EXTRACTED MATERIAL:
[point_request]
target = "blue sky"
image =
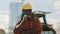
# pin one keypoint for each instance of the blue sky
(52, 6)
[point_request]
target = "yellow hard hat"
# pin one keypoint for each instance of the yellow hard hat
(27, 6)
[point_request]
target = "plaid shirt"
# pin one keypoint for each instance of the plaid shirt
(29, 25)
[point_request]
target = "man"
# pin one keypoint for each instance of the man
(28, 23)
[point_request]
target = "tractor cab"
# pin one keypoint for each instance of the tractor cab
(42, 17)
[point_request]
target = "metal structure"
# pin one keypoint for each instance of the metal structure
(47, 28)
(14, 15)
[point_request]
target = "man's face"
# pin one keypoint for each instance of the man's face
(28, 12)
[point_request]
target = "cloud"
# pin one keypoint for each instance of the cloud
(57, 4)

ACTIVITY: The data must come back word for word, with every picture removed.

ANSWER SPACE:
[point_request]
target = "blue sky"
image =
# pin one keypoint for each instance of the blue sky
(52, 6)
[point_request]
target = "yellow hard hat"
# pin one keypoint for each instance of the yellow hard hat
(27, 6)
[point_request]
target = "plaid shirt"
# pin one keypoint for each instance of the plaid shirt
(29, 25)
[point_request]
target = "man"
# pin one keypoint for each instance of the man
(28, 23)
[point_request]
target = "tractor cab"
# pin one keypoint for each instance of the tractor cab
(42, 17)
[point_request]
target = "metal structure"
# pin one keypoint for each instance of the metal structure
(47, 28)
(14, 15)
[point_request]
target = "man's face"
# pin one keypoint for each instance of the man's face
(28, 12)
[point_request]
target = "cloud"
# pin one keypoint for each instance of the cloud
(57, 4)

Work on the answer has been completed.